## Set problem
Continue the tennis article about Bianca Andreescu's mixed doubles run at Roland Garros from the point where it stops.

January 23, 2025

Open Court

MORE TENNIS THAN YOU'LL EVER NEED

Andreescu seeks second major Thursday in Paris

ROLAND GARROS – They began as tennis’s version of a blind date, players who didn’t really know each other signed on for a common goal, without much expectation of reaching it.

Six days and four “tennis dates” later, Canadian Bianca Andreescu and Michael Venus of New Zealand will enter Court Philippe-Chatrier in quest of a Grand Slam title.

Andreescu and Venus reached the final with a 7-6 (5), 7-6 (4) victory over Andreescu’s BJK Cup teammate Gabriela Andreescu and her partner Nathaniel Lammons of the U.S. Wedneday. It was their first victory that didn’t require a match tiebreak, and yet it was still very tight.

Here’s what it looked like.

The difference maker, at times, has been Andreescu, who is playing mixed doubles at the pro level for the first time. She has come up with big serves and impressive returns at key moments to more than do her part.

## Information shown
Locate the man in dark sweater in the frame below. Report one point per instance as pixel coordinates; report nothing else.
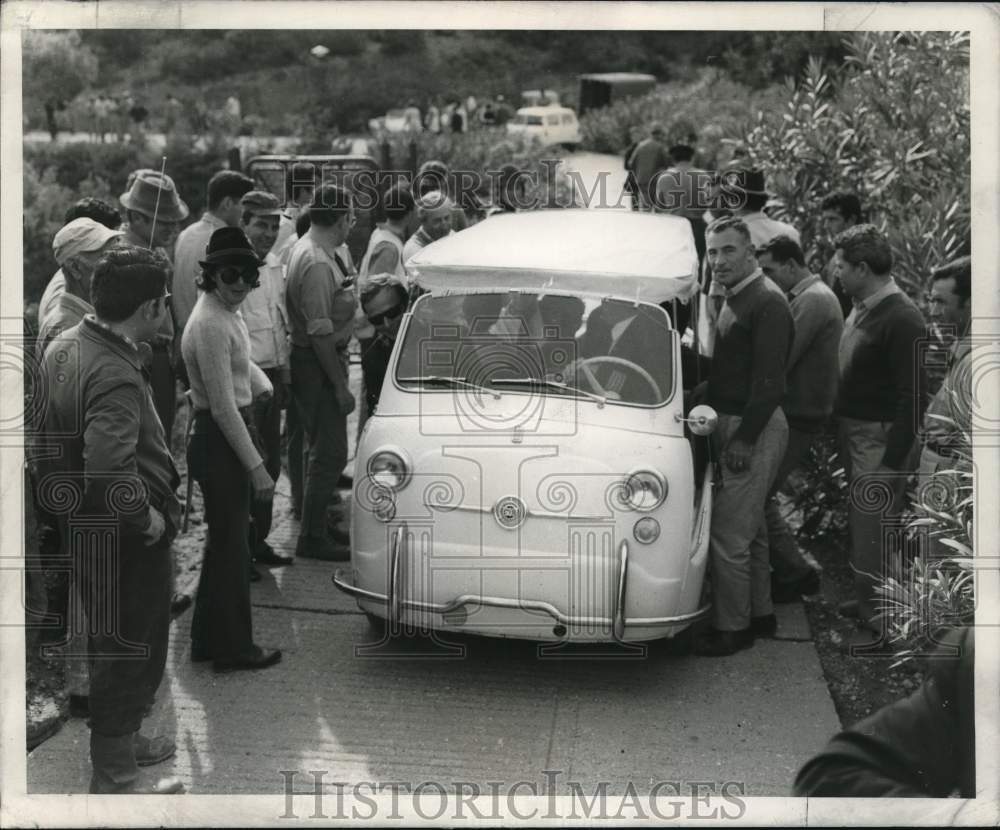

## Final result
“Obviously I knew who she was, and you see everyone around and recognize people’s faces and things like that, but I’d never gone and sat down at a table and said, ‘Hey, what’s up?,’ ” said Venus, who has known Andreescu’s coach Christophe Lambert for several years.

Before taking on Andreescu, Lambert had been the high-performance head for Tennis New Zealand. And in that capacity had been at the Tokyo Olympics with Venus and was always in contact. “Once he told me he was working with Bianca, I told him, ‘You need to hook me up with her as a mixed doubles partner,’ ” Venus laughed.

Andreescu had decided she would play the mixed before Roland Garros because she wanted to play more doubles. But, because of the ankle injury suffered in Miami, she was a little wary of the full three-set format at Grand Slams for women’s doubles. “We didn’t know how singles would go, how my ankle would feel. But it’s been going very well and I wouldn’t change it for the world,” Andreescu said.

Venus kept messaging Lambert, not even sure at first that it was serious. And then he just took the initiative and went off to sign them up.

At first, they weren’t even in the main draw. The combination of Venus’s doubles ranking of No. 17 and Andreescu’s singles ranking of No. 42 wasn’t enough to make a very tough entry cut. But the French wild card team of Nina Radovanovic and Arthur Bouquier were late withdrawals, and thus they squeezed in.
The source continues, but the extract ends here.